◆ Tasks to complete:
a: Answer these questions from the social media discussion, each on its own line and marked as shown:
(i) Besides traditional forums, which site is named as falling within the quoted definition?
(ii) What kind of websites does the discussion wish there were more of?
(iii) How does the discussion say most people on HN seem to post?
b: Pull a passage out of the social media discussion word for word, beginning at the words "Moderating some subreddits" and stopping after the words "back and forth.".

*** Supplied text ***

And I'll be honest, although the writing is on the wall, I really don't want that to happen. I like BBS-style forums! But I refuse to subject myself to the dark-pattern morass that is modern social media design.
Moderating some subreddits I feel like I often have to stick with the new reddit design just to use everything properly and it gets annoying having to flip flop back and forth.
My kingdom for more simple text-only craigslist style websites.
Not that that's a defining feature of social media (at least it shouldn't be).
But I would say that traditional forums and ones like this and Slashdot fall within this (somewhat arbitrary) definition:
> Websites and applications that enable users to create and share content or to participate in social networking.
The most efficient way is to infuriate people. Hence the business model of these companies is to have people outraged and infuriated.
This is a similar strategy to using the media spread fear so people consume more. Simply said someone who's happy, live a fulfilling life free of worry does not feel the urge to buy and consume.
persistent identity and status, that is to say the 'social' part. A lot of damage of social networks arguably is rooted in the competition for status and attention that you get when you get twitter likes and people complementing you, and the horror when you end up in a shitstorm and your reputation is suddenly ruined. It's also what makes it addictive.
Most people on HN just seem to post more or less anonymously. The upvote or downvote mechanisms aren't even particularly visible.
The worst thing you get here is 4 downvotes and a heated discussion. This is not like twitter where your career and face is on the line.

*** End of Supplied text ***
*** Supplied records ***

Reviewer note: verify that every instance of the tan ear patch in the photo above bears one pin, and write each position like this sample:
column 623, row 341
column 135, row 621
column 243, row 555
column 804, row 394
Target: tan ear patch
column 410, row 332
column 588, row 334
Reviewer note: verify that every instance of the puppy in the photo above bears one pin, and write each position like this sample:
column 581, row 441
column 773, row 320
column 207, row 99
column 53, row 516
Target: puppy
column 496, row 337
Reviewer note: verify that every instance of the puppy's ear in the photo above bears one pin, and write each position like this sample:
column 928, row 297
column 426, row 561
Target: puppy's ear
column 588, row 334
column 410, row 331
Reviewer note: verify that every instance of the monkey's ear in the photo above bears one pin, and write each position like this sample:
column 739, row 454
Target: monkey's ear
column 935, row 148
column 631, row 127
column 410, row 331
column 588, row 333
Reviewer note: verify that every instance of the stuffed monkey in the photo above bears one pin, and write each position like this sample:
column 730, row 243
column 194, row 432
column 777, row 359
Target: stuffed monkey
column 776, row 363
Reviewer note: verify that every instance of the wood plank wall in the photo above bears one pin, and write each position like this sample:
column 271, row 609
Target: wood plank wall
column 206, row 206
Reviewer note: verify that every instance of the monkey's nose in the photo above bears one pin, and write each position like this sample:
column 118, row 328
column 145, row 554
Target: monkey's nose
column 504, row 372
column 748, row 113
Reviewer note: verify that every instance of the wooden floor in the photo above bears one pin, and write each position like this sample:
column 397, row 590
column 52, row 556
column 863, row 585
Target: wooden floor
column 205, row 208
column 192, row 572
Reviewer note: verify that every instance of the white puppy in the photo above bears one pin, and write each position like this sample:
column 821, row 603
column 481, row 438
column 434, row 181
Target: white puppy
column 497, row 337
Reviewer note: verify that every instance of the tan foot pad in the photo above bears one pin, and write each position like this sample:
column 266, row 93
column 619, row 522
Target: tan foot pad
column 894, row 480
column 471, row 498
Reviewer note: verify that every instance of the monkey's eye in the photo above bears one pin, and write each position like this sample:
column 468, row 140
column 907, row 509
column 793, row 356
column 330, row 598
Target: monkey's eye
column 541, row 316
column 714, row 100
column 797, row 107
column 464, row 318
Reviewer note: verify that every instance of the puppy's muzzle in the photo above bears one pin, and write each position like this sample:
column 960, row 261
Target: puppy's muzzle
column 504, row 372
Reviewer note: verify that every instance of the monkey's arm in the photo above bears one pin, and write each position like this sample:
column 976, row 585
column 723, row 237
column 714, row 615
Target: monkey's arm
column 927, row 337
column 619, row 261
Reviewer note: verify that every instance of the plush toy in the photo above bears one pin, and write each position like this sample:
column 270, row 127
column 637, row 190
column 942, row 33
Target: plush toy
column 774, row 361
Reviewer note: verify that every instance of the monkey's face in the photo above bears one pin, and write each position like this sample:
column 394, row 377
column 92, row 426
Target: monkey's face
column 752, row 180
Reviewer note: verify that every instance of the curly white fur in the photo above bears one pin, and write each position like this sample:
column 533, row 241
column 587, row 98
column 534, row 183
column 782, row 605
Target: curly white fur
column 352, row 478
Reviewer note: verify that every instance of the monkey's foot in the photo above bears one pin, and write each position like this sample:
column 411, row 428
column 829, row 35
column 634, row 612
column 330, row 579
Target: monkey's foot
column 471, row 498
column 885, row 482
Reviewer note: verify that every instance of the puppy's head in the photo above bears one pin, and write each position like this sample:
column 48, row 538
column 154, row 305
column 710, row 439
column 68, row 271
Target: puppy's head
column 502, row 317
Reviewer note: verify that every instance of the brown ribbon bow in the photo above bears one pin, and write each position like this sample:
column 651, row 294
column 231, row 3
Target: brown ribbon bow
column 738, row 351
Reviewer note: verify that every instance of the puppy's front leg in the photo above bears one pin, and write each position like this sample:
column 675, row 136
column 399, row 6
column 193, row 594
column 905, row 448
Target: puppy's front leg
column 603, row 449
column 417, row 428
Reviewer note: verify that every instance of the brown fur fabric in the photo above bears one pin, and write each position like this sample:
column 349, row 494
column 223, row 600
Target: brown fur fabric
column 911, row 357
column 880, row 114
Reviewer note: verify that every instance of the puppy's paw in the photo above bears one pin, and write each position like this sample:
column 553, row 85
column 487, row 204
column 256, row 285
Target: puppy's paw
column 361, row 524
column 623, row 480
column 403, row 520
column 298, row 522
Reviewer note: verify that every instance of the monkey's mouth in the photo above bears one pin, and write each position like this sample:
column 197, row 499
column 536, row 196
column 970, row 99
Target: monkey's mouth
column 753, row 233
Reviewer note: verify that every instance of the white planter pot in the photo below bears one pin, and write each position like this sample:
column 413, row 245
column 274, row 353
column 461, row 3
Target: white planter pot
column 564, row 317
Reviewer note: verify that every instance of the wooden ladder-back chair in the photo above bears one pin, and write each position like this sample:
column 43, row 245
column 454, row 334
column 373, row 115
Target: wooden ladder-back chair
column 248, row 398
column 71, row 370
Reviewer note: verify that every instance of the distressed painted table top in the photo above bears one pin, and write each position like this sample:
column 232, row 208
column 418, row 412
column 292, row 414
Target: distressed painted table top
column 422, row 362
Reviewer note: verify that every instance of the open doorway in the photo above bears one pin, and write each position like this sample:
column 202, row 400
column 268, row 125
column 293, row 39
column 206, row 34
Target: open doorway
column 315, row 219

*** End of Supplied records ***

◆ Answers in order:
a:
(i) Slashdot
(ii) Simple text-only craigslist style websites
(iii) More or less anonymously

b:
Moderating some subreddits I feel like I often have to stick with the new reddit design just to use everything properly and it gets annoying having to flip flop back and forth.